**Coordinate annotation records:**
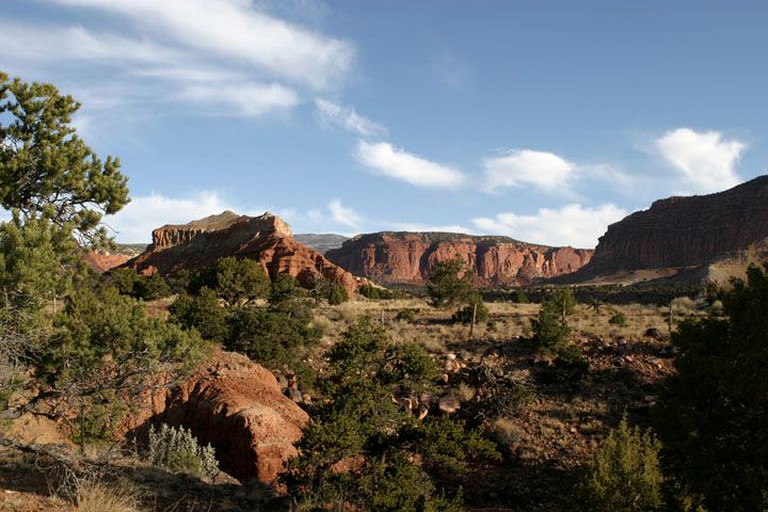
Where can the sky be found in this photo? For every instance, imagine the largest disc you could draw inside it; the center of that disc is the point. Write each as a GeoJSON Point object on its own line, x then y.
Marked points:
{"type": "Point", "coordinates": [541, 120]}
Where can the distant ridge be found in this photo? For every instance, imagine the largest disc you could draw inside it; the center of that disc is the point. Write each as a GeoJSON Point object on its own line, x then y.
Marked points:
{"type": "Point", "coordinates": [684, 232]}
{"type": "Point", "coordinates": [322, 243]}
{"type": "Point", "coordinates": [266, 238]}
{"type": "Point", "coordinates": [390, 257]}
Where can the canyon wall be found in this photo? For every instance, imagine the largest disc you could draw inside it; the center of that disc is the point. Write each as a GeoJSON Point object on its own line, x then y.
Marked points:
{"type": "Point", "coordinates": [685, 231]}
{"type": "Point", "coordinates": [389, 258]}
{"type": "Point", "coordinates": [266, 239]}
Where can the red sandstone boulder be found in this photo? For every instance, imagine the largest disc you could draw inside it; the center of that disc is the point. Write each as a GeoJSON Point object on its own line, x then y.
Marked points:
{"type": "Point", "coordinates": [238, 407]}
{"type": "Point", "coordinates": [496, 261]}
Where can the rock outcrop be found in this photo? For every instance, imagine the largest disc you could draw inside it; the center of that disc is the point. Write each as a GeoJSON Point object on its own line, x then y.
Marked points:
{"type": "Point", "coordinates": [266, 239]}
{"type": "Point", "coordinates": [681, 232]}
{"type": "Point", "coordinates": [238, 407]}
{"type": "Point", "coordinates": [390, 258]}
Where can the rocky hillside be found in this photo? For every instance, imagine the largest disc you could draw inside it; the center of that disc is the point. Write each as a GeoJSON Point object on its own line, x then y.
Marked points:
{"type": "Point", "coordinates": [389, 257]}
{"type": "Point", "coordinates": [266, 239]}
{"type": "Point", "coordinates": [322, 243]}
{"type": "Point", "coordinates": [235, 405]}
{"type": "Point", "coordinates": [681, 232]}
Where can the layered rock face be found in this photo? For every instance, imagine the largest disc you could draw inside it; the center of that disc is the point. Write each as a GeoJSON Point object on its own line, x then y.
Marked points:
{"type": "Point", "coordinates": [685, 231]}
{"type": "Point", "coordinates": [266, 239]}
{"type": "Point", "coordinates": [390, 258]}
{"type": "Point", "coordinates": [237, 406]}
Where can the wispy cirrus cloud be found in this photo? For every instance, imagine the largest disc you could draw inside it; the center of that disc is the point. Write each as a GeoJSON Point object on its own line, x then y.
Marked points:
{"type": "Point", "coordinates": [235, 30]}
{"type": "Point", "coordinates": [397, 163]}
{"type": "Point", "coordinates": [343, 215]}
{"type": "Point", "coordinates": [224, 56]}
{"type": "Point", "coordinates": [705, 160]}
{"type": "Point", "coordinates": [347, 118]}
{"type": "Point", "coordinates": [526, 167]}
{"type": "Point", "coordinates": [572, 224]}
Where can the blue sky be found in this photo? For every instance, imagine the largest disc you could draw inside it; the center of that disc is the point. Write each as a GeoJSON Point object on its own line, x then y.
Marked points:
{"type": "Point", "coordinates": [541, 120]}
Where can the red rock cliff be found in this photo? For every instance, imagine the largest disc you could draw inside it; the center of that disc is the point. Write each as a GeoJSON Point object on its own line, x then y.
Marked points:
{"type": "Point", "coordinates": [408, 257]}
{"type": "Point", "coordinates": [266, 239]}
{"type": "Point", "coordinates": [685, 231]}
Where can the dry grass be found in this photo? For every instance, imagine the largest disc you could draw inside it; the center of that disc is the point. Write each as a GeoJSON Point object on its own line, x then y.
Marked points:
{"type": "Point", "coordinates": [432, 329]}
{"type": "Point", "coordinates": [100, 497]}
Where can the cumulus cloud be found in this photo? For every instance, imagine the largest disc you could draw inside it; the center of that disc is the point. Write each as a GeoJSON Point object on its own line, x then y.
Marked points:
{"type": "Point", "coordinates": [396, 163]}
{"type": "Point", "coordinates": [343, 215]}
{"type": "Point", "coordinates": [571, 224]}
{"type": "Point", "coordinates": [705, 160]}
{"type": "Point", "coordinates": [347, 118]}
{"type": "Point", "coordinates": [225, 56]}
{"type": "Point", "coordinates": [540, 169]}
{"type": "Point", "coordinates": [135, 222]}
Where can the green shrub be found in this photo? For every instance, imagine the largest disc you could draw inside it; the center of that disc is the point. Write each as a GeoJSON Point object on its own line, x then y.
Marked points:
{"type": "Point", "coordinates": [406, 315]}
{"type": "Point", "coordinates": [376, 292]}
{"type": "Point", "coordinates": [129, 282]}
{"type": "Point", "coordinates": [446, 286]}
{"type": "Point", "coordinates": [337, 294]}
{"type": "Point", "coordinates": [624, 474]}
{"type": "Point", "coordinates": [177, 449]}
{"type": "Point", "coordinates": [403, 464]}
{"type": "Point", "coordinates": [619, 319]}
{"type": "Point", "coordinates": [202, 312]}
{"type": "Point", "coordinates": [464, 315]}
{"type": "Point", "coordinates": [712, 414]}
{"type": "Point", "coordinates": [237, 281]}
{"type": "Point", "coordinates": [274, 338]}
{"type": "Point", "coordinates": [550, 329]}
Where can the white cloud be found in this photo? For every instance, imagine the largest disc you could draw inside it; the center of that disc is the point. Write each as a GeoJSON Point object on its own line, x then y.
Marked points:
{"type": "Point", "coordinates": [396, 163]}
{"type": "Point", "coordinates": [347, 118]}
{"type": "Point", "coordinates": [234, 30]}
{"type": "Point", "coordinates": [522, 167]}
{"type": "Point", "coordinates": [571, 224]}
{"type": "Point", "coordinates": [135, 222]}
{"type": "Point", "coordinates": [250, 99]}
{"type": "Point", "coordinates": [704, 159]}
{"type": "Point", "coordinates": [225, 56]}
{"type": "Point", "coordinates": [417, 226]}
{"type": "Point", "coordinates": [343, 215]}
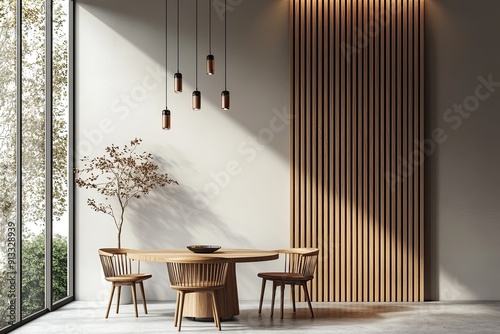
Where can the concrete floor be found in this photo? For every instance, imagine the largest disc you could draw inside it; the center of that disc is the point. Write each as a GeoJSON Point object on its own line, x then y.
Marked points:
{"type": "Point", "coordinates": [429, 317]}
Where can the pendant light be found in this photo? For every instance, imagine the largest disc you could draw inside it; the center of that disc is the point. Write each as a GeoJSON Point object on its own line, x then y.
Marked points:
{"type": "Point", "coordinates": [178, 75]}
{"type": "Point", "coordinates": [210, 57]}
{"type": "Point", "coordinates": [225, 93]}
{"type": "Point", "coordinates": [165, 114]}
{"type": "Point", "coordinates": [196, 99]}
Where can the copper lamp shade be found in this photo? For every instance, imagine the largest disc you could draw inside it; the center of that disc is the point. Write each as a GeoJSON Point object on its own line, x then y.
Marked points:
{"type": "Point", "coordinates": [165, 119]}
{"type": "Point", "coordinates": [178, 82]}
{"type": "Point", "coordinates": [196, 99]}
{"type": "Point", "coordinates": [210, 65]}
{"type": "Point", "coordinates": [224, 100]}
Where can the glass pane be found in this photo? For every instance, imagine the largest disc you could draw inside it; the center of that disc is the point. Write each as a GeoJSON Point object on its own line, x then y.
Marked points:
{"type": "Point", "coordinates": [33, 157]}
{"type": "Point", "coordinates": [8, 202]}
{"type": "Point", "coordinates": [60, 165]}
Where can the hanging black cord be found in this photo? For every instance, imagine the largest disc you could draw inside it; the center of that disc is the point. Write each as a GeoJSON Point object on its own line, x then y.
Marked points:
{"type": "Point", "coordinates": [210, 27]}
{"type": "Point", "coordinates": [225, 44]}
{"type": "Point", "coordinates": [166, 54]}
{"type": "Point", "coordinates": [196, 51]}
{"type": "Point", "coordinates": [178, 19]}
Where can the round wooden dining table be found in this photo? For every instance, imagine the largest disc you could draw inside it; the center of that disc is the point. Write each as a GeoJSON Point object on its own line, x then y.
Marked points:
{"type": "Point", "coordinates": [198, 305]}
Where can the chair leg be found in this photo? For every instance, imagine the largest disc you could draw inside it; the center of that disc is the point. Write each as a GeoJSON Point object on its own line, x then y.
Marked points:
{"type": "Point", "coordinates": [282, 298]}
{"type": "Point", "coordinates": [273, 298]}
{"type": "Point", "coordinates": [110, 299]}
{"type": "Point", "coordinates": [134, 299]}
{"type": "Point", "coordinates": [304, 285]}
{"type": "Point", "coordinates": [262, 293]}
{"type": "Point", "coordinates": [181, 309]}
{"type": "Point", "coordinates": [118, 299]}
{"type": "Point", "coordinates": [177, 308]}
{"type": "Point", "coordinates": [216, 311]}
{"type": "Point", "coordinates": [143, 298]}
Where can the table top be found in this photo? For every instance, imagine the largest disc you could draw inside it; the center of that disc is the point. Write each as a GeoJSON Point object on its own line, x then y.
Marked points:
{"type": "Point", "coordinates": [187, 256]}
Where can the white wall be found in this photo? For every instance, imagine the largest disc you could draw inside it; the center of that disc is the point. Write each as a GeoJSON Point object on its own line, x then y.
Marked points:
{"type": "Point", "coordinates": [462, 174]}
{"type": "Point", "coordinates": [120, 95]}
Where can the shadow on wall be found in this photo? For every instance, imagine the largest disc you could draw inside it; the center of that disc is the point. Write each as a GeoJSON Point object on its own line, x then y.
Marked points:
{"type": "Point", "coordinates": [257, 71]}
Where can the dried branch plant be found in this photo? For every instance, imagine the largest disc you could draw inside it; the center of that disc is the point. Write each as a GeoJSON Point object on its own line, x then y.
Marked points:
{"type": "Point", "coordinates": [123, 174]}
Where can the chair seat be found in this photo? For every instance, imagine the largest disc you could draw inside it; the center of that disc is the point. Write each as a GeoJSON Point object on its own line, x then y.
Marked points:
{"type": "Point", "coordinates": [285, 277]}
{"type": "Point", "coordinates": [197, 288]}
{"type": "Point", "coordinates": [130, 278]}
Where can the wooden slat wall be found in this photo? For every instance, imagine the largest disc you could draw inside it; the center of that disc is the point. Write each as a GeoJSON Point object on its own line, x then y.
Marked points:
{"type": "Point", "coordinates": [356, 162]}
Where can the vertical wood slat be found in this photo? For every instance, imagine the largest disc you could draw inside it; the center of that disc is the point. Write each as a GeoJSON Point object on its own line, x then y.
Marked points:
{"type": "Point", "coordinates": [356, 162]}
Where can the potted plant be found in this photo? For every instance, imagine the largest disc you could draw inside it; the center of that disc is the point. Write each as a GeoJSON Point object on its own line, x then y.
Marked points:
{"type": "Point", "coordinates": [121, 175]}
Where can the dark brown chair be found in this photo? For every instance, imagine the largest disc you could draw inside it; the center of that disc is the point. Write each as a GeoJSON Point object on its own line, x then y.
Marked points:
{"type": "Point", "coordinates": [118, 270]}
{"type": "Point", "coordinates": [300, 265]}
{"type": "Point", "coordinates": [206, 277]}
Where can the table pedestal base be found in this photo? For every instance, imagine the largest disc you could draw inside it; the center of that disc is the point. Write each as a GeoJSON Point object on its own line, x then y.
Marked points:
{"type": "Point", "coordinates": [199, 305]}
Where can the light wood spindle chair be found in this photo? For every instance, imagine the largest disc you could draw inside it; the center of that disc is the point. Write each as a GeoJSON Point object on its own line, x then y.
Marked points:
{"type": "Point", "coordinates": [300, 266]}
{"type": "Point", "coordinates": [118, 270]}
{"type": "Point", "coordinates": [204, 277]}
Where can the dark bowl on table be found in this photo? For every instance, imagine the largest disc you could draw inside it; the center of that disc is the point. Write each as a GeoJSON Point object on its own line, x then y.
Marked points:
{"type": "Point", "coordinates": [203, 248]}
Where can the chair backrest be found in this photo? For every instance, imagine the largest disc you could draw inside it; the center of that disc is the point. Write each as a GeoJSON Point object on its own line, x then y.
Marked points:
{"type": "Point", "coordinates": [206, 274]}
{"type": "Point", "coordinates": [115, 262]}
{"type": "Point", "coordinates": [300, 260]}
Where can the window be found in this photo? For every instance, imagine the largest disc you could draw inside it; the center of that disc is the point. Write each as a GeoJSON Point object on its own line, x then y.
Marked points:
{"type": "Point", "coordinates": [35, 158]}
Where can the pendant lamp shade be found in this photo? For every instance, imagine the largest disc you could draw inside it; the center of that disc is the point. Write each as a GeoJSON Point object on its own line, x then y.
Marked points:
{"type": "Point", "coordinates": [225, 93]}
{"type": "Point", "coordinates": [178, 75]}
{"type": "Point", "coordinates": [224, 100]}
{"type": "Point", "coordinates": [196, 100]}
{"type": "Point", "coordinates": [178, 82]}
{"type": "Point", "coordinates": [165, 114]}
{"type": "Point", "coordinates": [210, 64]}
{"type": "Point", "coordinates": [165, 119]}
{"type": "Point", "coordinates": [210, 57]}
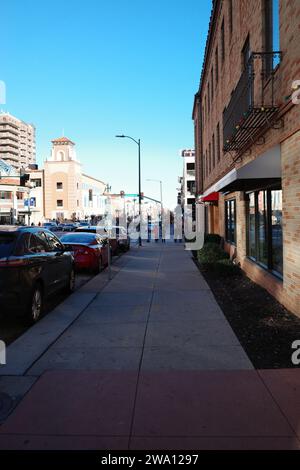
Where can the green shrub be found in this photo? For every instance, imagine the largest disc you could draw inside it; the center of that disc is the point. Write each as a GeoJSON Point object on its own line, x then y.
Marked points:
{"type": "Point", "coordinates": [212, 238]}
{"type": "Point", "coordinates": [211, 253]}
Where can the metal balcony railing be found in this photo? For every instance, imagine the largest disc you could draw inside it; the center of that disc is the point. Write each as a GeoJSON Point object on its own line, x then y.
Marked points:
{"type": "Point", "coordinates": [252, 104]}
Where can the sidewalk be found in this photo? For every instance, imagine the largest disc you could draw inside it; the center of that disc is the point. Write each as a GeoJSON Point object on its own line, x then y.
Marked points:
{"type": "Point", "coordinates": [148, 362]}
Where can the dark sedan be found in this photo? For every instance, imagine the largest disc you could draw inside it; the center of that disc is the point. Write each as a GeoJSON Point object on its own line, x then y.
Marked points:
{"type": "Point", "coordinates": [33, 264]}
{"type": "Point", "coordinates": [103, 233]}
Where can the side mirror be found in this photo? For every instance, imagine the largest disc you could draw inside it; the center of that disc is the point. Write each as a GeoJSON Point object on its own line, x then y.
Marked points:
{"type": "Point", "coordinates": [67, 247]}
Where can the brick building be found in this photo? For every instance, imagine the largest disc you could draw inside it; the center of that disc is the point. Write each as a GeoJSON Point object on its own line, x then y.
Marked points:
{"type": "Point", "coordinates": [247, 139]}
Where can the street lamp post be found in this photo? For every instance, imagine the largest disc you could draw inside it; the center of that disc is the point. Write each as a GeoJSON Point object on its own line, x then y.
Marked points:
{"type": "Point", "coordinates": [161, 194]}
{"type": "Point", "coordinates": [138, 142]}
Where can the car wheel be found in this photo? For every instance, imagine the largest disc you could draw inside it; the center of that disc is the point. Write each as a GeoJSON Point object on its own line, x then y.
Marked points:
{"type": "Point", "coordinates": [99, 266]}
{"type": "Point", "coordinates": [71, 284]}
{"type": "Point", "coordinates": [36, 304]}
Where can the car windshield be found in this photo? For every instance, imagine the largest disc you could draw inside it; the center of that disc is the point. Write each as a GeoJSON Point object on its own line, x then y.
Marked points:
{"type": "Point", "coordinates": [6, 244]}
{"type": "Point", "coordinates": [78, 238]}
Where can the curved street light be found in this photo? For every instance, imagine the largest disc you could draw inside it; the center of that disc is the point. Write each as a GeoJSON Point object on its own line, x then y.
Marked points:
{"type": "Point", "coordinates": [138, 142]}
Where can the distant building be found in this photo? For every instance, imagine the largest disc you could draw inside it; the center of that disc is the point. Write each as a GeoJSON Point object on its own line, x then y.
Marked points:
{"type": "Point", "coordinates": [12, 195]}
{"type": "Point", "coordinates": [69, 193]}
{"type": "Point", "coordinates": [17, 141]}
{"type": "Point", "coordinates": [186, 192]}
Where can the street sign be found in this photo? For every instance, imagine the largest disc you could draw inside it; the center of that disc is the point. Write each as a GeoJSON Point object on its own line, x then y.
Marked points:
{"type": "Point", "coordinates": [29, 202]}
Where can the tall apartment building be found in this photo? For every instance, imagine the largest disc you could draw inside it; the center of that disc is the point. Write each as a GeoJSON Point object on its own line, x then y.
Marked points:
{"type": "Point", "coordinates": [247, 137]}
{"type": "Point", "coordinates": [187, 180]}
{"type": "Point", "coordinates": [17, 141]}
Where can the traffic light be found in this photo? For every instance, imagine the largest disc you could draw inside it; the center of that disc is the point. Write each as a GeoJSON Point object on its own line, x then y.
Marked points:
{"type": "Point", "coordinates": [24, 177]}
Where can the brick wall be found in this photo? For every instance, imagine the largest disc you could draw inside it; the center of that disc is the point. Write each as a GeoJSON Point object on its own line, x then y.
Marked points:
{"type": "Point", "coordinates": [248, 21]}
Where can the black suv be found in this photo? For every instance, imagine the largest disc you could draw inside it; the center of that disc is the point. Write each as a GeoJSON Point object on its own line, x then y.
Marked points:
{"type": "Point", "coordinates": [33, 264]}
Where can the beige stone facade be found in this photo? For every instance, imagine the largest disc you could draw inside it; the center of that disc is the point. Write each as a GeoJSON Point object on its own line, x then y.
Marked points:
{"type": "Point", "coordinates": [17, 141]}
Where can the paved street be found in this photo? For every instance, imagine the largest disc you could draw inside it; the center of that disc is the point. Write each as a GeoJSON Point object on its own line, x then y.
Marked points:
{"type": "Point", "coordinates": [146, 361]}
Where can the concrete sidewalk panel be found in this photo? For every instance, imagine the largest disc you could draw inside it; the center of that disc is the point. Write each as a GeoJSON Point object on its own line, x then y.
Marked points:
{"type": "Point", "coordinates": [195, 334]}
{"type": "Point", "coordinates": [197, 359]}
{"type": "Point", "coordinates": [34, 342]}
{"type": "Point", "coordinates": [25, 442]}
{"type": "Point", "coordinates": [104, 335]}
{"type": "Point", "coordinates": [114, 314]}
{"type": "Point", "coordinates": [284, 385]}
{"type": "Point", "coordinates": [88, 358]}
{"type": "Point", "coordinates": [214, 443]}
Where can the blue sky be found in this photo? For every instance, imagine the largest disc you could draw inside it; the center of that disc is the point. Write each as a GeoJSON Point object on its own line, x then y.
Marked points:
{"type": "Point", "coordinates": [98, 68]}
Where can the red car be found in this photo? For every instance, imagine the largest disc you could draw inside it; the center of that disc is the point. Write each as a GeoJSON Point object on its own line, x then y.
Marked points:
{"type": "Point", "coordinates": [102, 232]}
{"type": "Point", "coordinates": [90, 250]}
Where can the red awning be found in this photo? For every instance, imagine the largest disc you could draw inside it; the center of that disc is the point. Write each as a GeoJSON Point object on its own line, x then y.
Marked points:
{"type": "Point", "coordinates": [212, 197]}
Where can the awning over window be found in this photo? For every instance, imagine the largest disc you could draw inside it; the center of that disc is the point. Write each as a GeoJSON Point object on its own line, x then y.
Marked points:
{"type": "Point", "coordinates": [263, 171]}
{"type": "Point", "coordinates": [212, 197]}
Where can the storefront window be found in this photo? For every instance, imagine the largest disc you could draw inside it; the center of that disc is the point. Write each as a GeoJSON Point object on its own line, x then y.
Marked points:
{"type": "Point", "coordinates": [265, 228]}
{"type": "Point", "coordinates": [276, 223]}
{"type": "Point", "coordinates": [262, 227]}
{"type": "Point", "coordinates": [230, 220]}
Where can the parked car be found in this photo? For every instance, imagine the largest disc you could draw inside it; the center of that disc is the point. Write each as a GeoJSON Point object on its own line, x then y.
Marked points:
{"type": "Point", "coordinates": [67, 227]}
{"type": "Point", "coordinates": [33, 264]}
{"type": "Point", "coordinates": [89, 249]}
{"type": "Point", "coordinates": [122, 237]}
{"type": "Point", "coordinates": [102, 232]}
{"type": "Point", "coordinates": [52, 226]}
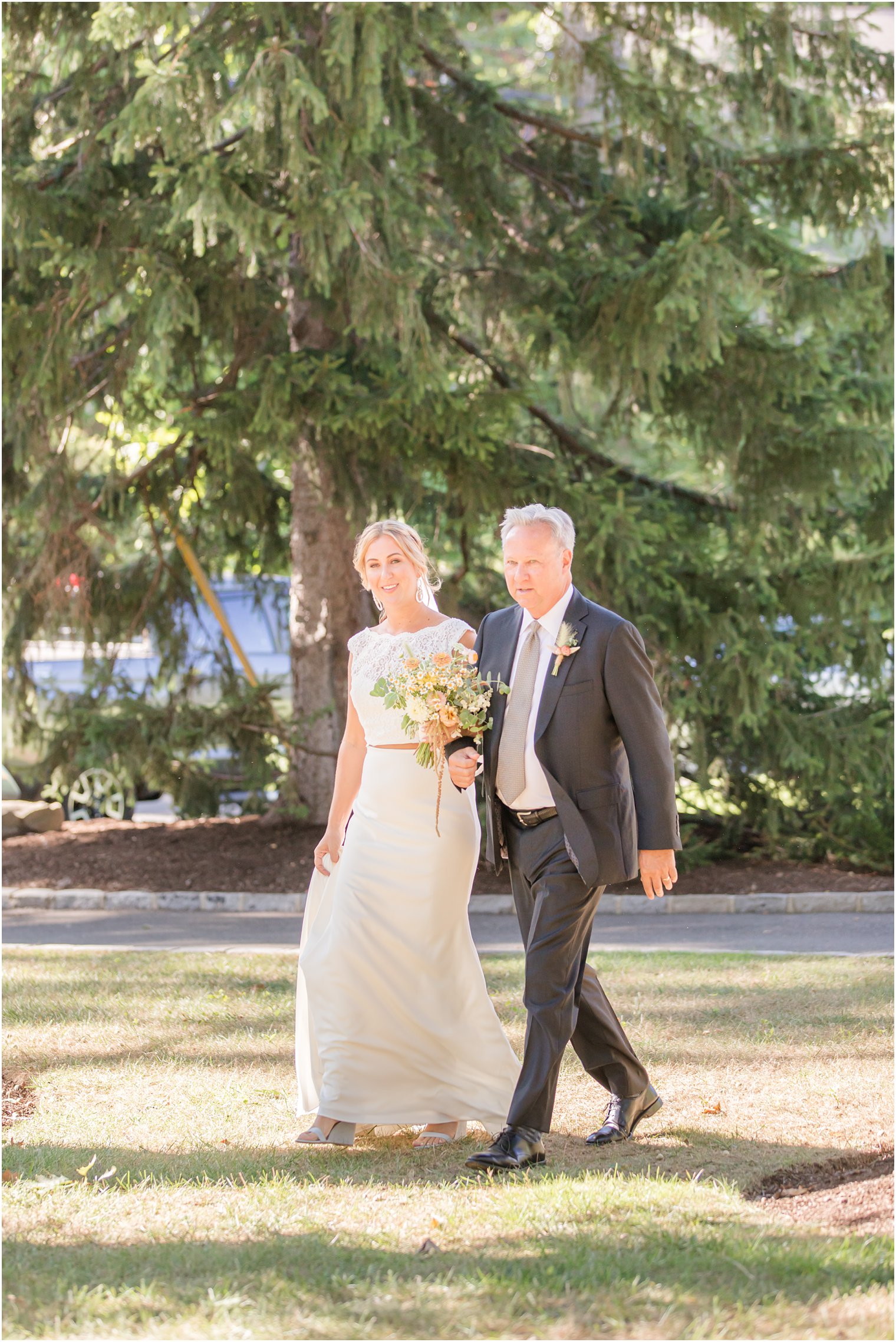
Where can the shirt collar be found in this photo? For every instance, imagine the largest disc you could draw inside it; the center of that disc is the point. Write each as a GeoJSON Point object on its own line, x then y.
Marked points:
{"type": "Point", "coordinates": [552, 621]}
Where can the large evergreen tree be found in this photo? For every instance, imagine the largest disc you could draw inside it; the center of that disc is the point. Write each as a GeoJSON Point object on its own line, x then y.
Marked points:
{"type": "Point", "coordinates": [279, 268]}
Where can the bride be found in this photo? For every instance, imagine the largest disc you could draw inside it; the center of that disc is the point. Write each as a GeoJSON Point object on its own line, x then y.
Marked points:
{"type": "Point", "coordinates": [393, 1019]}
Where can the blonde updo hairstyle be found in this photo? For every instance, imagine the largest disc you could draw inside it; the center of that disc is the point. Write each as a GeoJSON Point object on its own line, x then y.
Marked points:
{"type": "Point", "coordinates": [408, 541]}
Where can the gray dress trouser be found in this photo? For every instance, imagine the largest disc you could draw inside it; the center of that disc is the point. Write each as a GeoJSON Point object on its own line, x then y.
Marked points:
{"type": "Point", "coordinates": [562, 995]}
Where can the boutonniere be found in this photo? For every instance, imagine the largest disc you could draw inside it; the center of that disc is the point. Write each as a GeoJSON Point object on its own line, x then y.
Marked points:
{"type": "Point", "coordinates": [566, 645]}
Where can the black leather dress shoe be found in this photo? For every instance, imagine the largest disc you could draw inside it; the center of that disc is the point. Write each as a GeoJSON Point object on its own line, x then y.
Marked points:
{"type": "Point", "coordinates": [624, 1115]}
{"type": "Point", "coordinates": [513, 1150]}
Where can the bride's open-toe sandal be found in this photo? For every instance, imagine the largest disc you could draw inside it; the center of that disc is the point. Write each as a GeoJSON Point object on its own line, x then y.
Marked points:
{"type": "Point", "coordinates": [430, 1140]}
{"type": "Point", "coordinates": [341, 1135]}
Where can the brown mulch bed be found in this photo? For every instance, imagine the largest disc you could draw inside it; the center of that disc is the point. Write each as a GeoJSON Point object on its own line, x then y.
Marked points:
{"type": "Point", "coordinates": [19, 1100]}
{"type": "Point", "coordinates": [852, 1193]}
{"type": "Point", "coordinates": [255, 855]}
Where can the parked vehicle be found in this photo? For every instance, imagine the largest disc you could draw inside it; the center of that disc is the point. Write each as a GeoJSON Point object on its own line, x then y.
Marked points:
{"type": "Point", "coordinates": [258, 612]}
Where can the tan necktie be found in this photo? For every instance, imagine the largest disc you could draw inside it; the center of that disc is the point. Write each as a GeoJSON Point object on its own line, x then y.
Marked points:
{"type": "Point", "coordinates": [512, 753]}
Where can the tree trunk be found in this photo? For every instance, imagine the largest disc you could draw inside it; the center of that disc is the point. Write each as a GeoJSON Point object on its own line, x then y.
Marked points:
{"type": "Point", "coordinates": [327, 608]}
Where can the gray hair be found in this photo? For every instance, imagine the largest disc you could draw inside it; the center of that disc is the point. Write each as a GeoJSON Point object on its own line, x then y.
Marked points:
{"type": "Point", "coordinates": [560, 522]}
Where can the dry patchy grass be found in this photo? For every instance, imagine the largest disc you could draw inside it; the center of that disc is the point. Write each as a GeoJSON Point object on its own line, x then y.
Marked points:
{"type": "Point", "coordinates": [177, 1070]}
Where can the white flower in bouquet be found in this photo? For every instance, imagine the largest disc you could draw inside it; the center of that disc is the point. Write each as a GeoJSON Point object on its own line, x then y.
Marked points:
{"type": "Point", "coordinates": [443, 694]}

**Work instructions:** Starting at the line that contains "Where can the parked vehicle", print every line through the end of the listing, word for word. Leave out all the rest.

**Written reply:**
Where can the parked vehicle be found in this photo? For every instance, imagine the largest disc you could draw inside it; the center of that disc is the point. Write each as a GeoJSON Point object on its own line, x then y.
Marked points:
{"type": "Point", "coordinates": [258, 612]}
Where can the tan necktie be found in this photo? For every instance, imagine the largest disc you could draw inside it; the center of that disc is the point. Write each as a GeoJSON Point object on its own line, x then y.
Marked points:
{"type": "Point", "coordinates": [512, 753]}
Where can the tree trunk be found in this photo? For every instance, imagine the largest disc you could draw inside it; the center of that disc is the point. Write each as a GeoJSON Point object on its own line, x then y.
Marked points:
{"type": "Point", "coordinates": [327, 608]}
Where can the gray hair be found in this photo? For every instance, imagine the largest disc you could draw inside it; the center of that disc is the point. Write each as a GeoJSON Point object on its own line, x then y.
Marked points:
{"type": "Point", "coordinates": [560, 522]}
Where can the dry patchy grass be found in this photo? For every instance, imagine the largest disc you could draw inside it; the center of that disc is the point. Write each as a GeoJSON Point object on its own line, x then y.
Marked points:
{"type": "Point", "coordinates": [177, 1070]}
Where can the white flower in bouquet be found in this photo? For every instance, imagine the largest disc you could draw inside it; the center of that disc is the point. Write each as a GeoJSON Point object on its own line, x then y.
Marked points:
{"type": "Point", "coordinates": [443, 694]}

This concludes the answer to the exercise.